> **Texto proporcionado**:
....................

Una gran nube se cernía oscura y gris sobre el interminable cauce del río. La lluvia caía lentamente, sin apenas distinguirse del plomizo fondo del horizonte. Los árboles, mecidos por una mano invisible, poblaban de sonidos la selva, igual que lo hiciera un sonajero mágico. Las gotas chocaban contra la madera de mi piragua, mientras bogaba más lentamente hasta casi dejar de palear. Detuve el remo para contemplar la escena. Me encontraba frente a uno de esos momentos únicos en los que la belleza y el poder de la naturaleza se manifiestan majestuosos. Lo que mis ojos veían estaba desdibujado por la lluvia, como visto a través de un cristal dañado y sostenido por la mano del tiempo. El río, a su vez, emitía un lejano murmullo, una especie de súplica o lamento apenas audible que se mitigaba con el impacto del potente oleaje contra el casco de la embarcación. No había nadie en aquel remoto lugar, solamente el sibilante sonido del viento, las imparables gotas de lluvia y el poderoso río. Me senté bajo la cortina de agua, apoyé el remo en el interior de la canoa y contemplé la imponente jungla, mientras, en cielo, comenzaban a surgir borbotones de luz, explosivos fogonazos luminosos tras el opaco vientre de la tormenta. 


La lluvia  remitía y el Napo se abría ante mí con su absorbente corriente. Hice virar la piragua, intentando escapar de la succión propia del río; rugía igual que una bestia enfurecida. Me costó luchar contra las aguas y conseguí penetrar en un pequeño afluente que llevaba hasta una laguna interior. El cauce se cerraba y los árboles se abrazaban de una orilla a otra. Me tumbé dentro de la embarcación para pasar bajo un árbol ya vencido. Tras unos minutos llegué a la pequeña laguna. Rodeada por la selva me recordaba a un enorme ruedo de agua. Entre las ramas de una ceiba, las llamadas pavas hediondas levantaban su torpe y perezoso vuelo, los bejucos besaban el agua, al tiempo que los esquivos ojos de un caimán se perdían en las profundidades. Después, al caer la noche, el paisaje cambiaría y toda esa orilla se llenaría de luciérnagas; pequeñas luminarias en danza con la profusa negrura de la selva.

....................

> **Entradas del listado**:

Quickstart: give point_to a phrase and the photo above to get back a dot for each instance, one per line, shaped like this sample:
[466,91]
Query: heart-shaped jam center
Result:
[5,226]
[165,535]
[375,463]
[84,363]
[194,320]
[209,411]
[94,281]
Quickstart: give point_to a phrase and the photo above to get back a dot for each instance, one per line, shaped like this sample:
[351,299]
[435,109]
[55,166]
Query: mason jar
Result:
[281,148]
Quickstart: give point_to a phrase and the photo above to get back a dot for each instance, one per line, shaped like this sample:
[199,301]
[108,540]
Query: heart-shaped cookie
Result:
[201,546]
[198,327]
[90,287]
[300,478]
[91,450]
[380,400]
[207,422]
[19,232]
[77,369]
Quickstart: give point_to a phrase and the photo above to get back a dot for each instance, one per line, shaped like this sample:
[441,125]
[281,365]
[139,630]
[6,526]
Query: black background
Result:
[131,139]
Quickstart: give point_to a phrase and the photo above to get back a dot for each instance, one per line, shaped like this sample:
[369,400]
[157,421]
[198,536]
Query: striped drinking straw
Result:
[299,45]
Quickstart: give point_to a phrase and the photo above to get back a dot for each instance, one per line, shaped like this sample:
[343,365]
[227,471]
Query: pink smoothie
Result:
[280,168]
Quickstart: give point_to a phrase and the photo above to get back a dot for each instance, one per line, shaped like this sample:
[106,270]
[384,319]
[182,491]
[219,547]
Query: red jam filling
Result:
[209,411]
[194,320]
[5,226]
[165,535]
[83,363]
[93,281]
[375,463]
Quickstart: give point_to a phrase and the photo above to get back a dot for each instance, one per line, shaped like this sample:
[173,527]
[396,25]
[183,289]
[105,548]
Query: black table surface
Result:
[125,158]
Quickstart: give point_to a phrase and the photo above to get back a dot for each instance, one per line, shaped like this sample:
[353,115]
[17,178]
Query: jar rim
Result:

....................

> **Tareas por realizar**:
• 1. Según el texto, ¿hasta dónde llevaba el pequeño afluente en el que logró penetrar la piragua?
• 2. Formatee todas las líneas del listado como una lista JSON de cadenas, con una cadena por línea y sin incluir líneas en blanco.
El texto y el listado constituyen materiales independientes entre sí.

> **Resultados esperados**:
• 1. Hasta una laguna interior.

• 2.
[
  "Quickstart: give point_to a phrase and the photo above to get back a dot for each instance, one per line, shaped like this sample:",
  "[466,91]",
  "Query: heart-shaped jam center",
  "Result:",
  "[5,226]",
  "[165,535]",
  "[375,463]",
  "[84,363]",
  "[194,320]",
  "[209,411]",
  "[94,281]",
  "Quickstart: give point_to a phrase and the photo above to get back a dot for each instance, one per line, shaped like this sample:",
  "[351,299]",
  "[435,109]",
  "[55,166]",
  "Query: mason jar",
  "Result:",
  "[281,148]",
  "Quickstart: give point_to a phrase and the photo above to get back a dot for each instance, one per line, shaped like this sample:",
  "[199,301]",
  "[108,540]",
  "Query: heart-shaped cookie",
  "Result:",
  "[201,546]",
  "[198,327]",
  "[90,287]",
  "[300,478]",
  "[91,450]",
  "[380,400]",
  "[207,422]",
  "[19,232]",
  "[77,369]",
  "Quickstart: give point_to a phrase and the photo above to get back a dot for each instance, one per line, shaped like this sample:",
  "[441,125]",
  "[281,365]",
  "[139,630]",
  "[6,526]",
  "Query: black background",
  "Result:",
  "[131,139]",
  "Quickstart: give point_to a phrase and the photo above to get back a dot for each instance, one per line, shaped like this sample:",
  "[369,400]",
  "[157,421]",
  "[198,536]",
  "Query: striped drinking straw",
  "Result:",
  "[299,45]",
  "Quickstart: give point_to a phrase and the photo above to get back a dot for each instance, one per line, shaped like this sample:",
  "[343,365]",
  "[227,471]",
  "Query: pink smoothie",
  "Result:",
  "[280,168]",
  "Quickstart: give point_to a phrase and the photo above to get back a dot for each instance, one per line, shaped like this sample:",
  "[106,270]",
  "[384,319]",
  "[182,491]",
  "[219,547]",
  "Query: red jam filling",
  "Result:",
  "[209,411]",
  "[194,320]",
  "[5,226]",
  "[165,535]",
  "[83,363]",
  "[93,281]",
  "[375,463]",
  "Quickstart: give point_to a phrase and the photo above to get back a dot for each instance, one per line, shaped like this sample:",
  "[173,527]",
  "[396,25]",
  "[183,289]",
  "[105,548]",
  "Query: black table surface",
  "Result:",
  "[125,158]",
  "Quickstart: give point_to a phrase and the photo above to get back a dot for each instance, one per line, shaped like this sample:",
  "[353,115]",
  "[17,178]",
  "Query: jar rim",
  "Result:"
]